**Exercise**
Reproduce the records between the lines holding "Reviewer note: every instance of the shadow" and "Target: shadow on grass", inclusive, switching "shadow on grass" to "shaded lawn" and leaving everything else unchanged. Return only those lines.

**Supplied data**
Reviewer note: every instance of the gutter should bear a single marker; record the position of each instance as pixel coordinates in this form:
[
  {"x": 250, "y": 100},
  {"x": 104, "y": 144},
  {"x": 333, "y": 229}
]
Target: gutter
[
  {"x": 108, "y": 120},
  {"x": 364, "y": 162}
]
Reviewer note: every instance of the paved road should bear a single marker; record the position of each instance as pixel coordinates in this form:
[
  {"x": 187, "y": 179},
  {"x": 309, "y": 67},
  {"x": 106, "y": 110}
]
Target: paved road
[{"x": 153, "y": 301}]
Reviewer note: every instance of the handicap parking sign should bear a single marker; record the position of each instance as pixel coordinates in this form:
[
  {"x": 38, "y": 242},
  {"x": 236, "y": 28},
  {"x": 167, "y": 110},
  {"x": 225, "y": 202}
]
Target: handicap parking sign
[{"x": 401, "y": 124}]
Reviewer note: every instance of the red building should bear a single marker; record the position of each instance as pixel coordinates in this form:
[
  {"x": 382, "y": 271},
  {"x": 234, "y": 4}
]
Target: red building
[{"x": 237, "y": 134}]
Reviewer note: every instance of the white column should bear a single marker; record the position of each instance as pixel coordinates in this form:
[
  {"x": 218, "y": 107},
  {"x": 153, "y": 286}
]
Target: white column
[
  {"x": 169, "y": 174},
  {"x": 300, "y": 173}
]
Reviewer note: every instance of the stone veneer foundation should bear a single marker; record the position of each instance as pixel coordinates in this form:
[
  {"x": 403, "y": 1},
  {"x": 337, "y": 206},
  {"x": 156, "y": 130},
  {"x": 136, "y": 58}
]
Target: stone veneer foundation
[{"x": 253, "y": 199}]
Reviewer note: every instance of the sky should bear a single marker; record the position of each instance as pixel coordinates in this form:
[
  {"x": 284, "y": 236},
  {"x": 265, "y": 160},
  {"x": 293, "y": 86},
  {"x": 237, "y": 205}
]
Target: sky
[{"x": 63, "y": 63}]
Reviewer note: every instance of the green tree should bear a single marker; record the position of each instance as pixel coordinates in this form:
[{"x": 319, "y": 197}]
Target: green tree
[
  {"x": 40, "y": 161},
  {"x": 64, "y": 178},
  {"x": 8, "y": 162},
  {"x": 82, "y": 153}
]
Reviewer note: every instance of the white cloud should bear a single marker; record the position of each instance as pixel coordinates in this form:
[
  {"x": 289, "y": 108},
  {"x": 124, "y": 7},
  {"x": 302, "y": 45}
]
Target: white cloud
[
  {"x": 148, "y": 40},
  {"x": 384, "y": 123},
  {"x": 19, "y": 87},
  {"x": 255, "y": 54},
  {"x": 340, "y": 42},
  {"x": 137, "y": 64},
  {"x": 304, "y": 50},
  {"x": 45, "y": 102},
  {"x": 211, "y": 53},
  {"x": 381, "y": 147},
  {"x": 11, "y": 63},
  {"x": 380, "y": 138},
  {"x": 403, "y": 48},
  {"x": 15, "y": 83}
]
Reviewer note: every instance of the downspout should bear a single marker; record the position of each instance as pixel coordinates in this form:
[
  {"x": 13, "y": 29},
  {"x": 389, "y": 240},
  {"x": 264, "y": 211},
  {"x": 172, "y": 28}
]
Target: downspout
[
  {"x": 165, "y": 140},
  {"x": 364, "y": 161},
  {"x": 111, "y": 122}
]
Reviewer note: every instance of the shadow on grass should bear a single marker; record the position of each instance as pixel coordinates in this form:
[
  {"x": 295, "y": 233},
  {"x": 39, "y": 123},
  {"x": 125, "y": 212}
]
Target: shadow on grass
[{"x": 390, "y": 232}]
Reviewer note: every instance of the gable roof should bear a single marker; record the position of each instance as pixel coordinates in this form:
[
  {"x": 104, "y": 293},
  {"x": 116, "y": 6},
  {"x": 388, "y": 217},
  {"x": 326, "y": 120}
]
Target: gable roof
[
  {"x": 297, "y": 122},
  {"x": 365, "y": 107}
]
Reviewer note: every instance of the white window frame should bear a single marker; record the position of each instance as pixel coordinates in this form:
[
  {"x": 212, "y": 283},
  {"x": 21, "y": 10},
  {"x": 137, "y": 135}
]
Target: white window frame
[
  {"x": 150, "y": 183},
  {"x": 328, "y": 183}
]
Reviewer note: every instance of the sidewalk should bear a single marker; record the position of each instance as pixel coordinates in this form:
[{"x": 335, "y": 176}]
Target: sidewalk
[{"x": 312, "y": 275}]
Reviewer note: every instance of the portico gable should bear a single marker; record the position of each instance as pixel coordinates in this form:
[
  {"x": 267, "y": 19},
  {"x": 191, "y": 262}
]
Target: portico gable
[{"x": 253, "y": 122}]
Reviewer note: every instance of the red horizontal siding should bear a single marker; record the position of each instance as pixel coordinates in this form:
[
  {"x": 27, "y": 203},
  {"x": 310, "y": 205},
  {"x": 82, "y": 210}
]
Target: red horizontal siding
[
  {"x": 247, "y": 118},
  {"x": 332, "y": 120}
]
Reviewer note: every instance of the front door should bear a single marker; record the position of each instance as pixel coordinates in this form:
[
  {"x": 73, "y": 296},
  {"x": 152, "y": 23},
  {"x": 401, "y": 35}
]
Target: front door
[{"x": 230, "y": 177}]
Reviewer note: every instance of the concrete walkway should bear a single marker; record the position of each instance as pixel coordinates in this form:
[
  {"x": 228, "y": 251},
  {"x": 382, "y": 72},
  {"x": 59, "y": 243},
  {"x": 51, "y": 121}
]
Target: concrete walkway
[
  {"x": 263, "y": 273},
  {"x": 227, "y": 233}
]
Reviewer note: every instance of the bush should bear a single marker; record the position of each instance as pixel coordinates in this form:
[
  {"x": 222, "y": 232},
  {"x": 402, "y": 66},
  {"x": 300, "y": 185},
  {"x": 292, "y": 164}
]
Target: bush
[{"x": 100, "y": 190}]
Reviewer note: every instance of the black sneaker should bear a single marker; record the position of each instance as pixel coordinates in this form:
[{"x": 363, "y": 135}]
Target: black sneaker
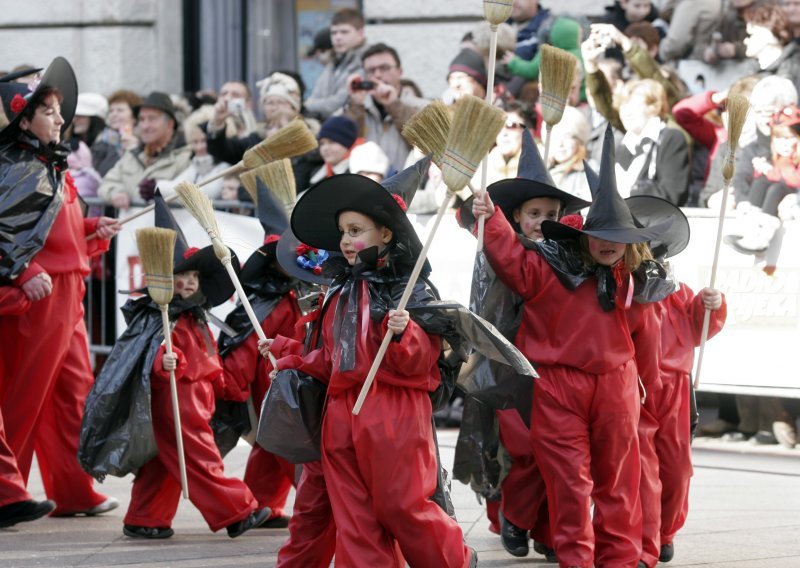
[
  {"x": 135, "y": 531},
  {"x": 515, "y": 539},
  {"x": 254, "y": 519},
  {"x": 24, "y": 511},
  {"x": 546, "y": 551}
]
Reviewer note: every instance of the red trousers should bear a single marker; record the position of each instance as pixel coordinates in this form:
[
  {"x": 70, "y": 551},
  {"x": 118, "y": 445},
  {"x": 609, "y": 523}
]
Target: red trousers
[
  {"x": 12, "y": 487},
  {"x": 524, "y": 492},
  {"x": 268, "y": 476},
  {"x": 584, "y": 437},
  {"x": 156, "y": 490},
  {"x": 380, "y": 469},
  {"x": 312, "y": 532},
  {"x": 45, "y": 376},
  {"x": 670, "y": 441}
]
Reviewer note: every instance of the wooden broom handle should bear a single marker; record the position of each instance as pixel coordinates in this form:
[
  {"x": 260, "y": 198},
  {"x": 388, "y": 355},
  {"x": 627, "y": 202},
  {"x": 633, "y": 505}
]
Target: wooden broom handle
[
  {"x": 247, "y": 307},
  {"x": 489, "y": 93},
  {"x": 402, "y": 304},
  {"x": 707, "y": 316},
  {"x": 173, "y": 389},
  {"x": 232, "y": 170}
]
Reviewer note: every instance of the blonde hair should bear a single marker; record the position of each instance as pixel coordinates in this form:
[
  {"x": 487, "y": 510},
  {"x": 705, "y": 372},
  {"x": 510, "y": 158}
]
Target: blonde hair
[{"x": 654, "y": 95}]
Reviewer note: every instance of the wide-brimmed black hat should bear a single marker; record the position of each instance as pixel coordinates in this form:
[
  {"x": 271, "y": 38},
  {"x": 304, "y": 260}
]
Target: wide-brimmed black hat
[
  {"x": 609, "y": 217},
  {"x": 15, "y": 96},
  {"x": 159, "y": 101},
  {"x": 272, "y": 216},
  {"x": 300, "y": 260},
  {"x": 215, "y": 283},
  {"x": 532, "y": 181},
  {"x": 315, "y": 216}
]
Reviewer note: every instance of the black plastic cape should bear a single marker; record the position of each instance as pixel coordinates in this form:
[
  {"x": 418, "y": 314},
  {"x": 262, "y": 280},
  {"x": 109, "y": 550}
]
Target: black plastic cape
[
  {"x": 31, "y": 195},
  {"x": 231, "y": 418},
  {"x": 117, "y": 429}
]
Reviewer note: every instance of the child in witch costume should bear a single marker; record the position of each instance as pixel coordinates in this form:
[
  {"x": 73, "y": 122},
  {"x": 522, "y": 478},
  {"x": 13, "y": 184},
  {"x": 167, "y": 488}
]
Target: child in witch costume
[
  {"x": 274, "y": 301},
  {"x": 527, "y": 200},
  {"x": 665, "y": 422},
  {"x": 576, "y": 285},
  {"x": 380, "y": 466},
  {"x": 199, "y": 280}
]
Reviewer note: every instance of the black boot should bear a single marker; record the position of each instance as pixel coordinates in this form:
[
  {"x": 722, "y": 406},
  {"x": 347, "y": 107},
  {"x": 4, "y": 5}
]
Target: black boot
[{"x": 24, "y": 511}]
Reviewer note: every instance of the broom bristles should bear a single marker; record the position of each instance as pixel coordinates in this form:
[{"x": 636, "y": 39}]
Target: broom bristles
[
  {"x": 497, "y": 11},
  {"x": 428, "y": 130},
  {"x": 199, "y": 205},
  {"x": 737, "y": 106},
  {"x": 476, "y": 125},
  {"x": 292, "y": 140},
  {"x": 558, "y": 73},
  {"x": 156, "y": 251}
]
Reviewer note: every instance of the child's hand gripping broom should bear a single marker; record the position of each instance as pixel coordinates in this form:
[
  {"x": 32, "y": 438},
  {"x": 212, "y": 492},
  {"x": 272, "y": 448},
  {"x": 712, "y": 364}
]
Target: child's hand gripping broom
[
  {"x": 737, "y": 106},
  {"x": 557, "y": 75},
  {"x": 293, "y": 139},
  {"x": 495, "y": 12},
  {"x": 460, "y": 159},
  {"x": 156, "y": 249},
  {"x": 198, "y": 204}
]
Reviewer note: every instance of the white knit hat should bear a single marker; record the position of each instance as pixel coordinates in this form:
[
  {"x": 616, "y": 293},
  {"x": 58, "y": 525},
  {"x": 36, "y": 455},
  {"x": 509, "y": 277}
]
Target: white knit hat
[
  {"x": 369, "y": 157},
  {"x": 280, "y": 85}
]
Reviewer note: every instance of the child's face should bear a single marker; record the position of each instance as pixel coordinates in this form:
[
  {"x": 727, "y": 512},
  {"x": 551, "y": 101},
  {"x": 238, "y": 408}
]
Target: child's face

**Solution for this exercise**
Reviewer note: every instance of the shaded lawn should bear a single marker; record the position of each instance as pixel coordinates in this form:
[
  {"x": 295, "y": 233},
  {"x": 39, "y": 123},
  {"x": 125, "y": 212}
]
Target: shaded lawn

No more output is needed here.